[Start of Attachment]
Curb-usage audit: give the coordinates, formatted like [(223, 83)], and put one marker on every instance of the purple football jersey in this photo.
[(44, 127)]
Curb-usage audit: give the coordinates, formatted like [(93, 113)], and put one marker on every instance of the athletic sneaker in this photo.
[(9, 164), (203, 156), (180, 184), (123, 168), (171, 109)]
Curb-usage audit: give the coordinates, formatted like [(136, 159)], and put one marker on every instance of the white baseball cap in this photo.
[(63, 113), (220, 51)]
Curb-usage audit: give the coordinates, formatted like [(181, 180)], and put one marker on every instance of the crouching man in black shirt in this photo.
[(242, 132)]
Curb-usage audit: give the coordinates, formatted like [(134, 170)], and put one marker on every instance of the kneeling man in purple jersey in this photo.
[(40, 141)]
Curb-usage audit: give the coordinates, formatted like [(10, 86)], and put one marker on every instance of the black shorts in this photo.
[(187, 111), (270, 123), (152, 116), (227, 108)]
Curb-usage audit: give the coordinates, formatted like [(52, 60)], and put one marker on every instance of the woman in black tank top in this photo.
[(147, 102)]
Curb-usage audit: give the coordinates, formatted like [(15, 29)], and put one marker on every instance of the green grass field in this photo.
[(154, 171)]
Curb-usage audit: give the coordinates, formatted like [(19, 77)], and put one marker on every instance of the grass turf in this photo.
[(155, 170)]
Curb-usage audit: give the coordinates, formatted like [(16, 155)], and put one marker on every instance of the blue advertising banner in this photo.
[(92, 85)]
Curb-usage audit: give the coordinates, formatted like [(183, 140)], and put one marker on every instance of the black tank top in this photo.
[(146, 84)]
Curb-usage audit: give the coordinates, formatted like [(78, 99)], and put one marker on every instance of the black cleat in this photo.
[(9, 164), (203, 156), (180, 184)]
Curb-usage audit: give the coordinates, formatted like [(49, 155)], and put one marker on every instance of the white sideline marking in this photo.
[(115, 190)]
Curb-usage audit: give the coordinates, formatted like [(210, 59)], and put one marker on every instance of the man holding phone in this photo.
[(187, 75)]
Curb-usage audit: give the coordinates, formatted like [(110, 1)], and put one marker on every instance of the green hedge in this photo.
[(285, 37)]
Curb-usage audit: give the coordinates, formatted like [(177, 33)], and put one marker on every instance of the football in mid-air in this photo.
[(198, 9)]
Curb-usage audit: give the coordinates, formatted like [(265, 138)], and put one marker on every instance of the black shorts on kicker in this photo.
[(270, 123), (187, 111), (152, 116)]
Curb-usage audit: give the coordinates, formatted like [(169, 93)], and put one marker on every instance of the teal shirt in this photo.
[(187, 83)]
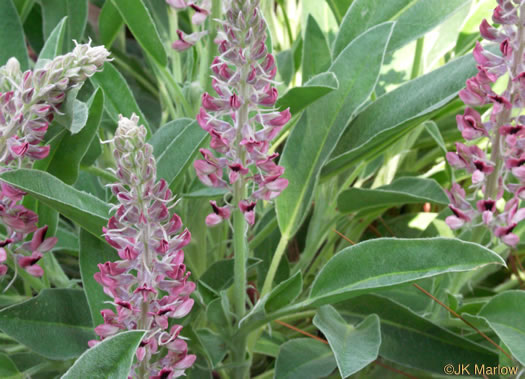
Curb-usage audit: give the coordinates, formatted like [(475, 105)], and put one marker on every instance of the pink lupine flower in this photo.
[(27, 106), (219, 214), (504, 171), (149, 285), (186, 41), (240, 118)]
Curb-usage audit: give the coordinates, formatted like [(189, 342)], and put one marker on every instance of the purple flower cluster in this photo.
[(28, 102), (241, 120), (149, 285), (202, 9), (502, 174)]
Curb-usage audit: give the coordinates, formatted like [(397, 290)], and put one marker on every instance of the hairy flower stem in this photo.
[(504, 117), (279, 252), (240, 229)]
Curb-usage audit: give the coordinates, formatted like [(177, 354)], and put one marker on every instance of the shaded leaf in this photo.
[(298, 98), (175, 146), (413, 341), (413, 19), (304, 358), (109, 23), (407, 190), (118, 97), (312, 140), (86, 210), (317, 56), (504, 314), (139, 21), (398, 112), (110, 359), (56, 324), (354, 347), (54, 44), (66, 160), (12, 36), (284, 293)]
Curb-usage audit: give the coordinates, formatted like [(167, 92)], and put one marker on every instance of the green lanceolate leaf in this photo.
[(139, 21), (54, 44), (304, 358), (312, 140), (354, 347), (339, 8), (12, 36), (86, 210), (8, 369), (413, 19), (401, 191), (504, 314), (56, 324), (316, 53), (413, 341), (175, 146), (117, 94), (76, 11), (298, 98), (109, 23), (110, 359), (398, 112), (219, 276), (92, 252), (285, 293), (73, 147), (385, 262)]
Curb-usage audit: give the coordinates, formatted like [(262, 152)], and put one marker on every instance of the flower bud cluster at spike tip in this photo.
[(201, 11), (149, 285), (28, 102), (240, 119), (501, 173)]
[End of Attachment]
= Problem to solve =
Copy the data exactly. Pictures do not belong in the copy.

= Task output =
Curb-usage audit: give the coordinates, formatted like [(223, 83)], and put one marker on every instance of the purple football jersey in this photo.
[(44, 127)]
Curb-usage audit: give the coordinates, formatted like [(93, 113)], and put one marker on every instance of the athletic sneaker in this photo.
[(9, 164), (203, 156), (180, 184), (123, 168), (171, 109)]
Curb-usage audit: give the coordinates, formatted like [(136, 159)], and put one marker on every instance of the white baseball cap in this photo.
[(63, 113), (220, 51)]
Curb-usage audit: give the coordinates, formatted like [(181, 180)], and put one marker on every instance of the crouching man in black shirt in this photo.
[(242, 132)]
Curb-usage audit: give the coordinates, formatted like [(134, 170)], and put one marker on every instance of the kneeling man in purple jersey in this photo.
[(40, 141)]
Curb-usage audit: give the coordinates, formatted like [(10, 86)], and put one marker on every instance of the black shorts in this photo.
[(187, 111), (270, 123), (152, 116), (227, 108)]
Curb-usage audit: give the coordinates, formatted like [(52, 60)], and put one marker on every instance of the woman in black tank top in this photo.
[(147, 102)]
Curb-usage audit: give the coordinates, formatted like [(15, 29)], and put one marker on every instance of the green grass field in this photo.
[(154, 171)]
Curb-usage audit: give the coordinates, formatted like [(19, 77)], and put one marker on every instance of the grass turf in this photo.
[(155, 170)]
Curb-usage audit: give the coordinates, formatted like [(16, 155)], and put one marker on every instance of the blue advertising banner in this photo.
[(92, 85)]
Curb-usage audit: give the coordinates, formatted like [(183, 140)], and put one marker on every instance of the black tank top in this photo.
[(146, 84)]
Curb-usage audit: give the coordinates, formatted like [(78, 99)], and put one marker on every instance of the black cleat in this photo.
[(9, 164), (203, 156), (180, 184)]
Curb-usage audit: give the coordinates, formatted like [(49, 155)], and put one marker on every instance of the white sideline marking in this photo.
[(115, 190)]
Curb-usage audit: give the coordinates, formatted like [(210, 59)], and put one marker on every instance of the man holding phone in this photo.
[(187, 75)]
Curb-usage audit: give the coordinates, formatted like [(110, 1)], and put one marker on every instance of the green hedge in this photo.
[(285, 37)]
Curb-usage audit: give the coordinates, formatted like [(177, 33)], and put one marker on every instance of the football in mid-air in this photo.
[(198, 9)]
Curb-usage audit: give the coordinates, formatted like [(265, 138)], and put one marker on every instance of the black shorts on kicker in this photo.
[(270, 123), (187, 111), (152, 116)]
Curb-usage audit: give the coordinates, formatted like [(169, 93)], and put one marker on every instance of the teal shirt in this photo.
[(187, 83)]
Curb-usage audit: give the coordinates, formatted like [(475, 105)], and put one marker on every instance of the pink lupine flower in this photo.
[(27, 106), (219, 214), (504, 171), (149, 285), (186, 41), (240, 118)]
Curb-usage audit: give the coordinates, formatted like [(189, 342)], and put one marker on every instance of the purple flower cluster in this photo.
[(28, 102), (241, 120), (149, 285), (202, 9), (502, 174)]
Curb-usage audit: give the coordinates, formatted like [(397, 290)], and put one marker on every instance of the hairy flower stem in this photo.
[(504, 117), (279, 252), (240, 229)]
Curb-usage audit: give the coordinates, formatted like [(177, 354)], and put one marker on every instance of the shaded leaf in this photo.
[(298, 98), (175, 146), (413, 341), (413, 19), (304, 358), (109, 23), (407, 190), (118, 97), (312, 140), (86, 210), (317, 56), (504, 314), (139, 21), (398, 112), (110, 359), (56, 324), (354, 347), (54, 44), (66, 160), (12, 36), (284, 293)]
Curb-usage audit: give the coordinates, formatted like [(167, 92)], and put one marker on every instance of the green lanceolate leaf in this photo.
[(139, 21), (54, 44), (304, 358), (312, 140), (354, 347), (339, 8), (12, 36), (86, 210), (8, 369), (413, 19), (401, 191), (504, 314), (56, 324), (316, 53), (413, 341), (175, 146), (117, 94), (76, 11), (298, 98), (109, 23), (110, 359), (398, 112), (219, 276), (92, 252), (285, 293), (73, 147), (385, 262)]
Curb-usage audit: give the coordinates, formatted like [(262, 152)], and put one marker on every instance of the flower bud cluster at spike tip in this photo.
[(201, 11), (149, 285), (28, 102), (240, 119), (501, 173)]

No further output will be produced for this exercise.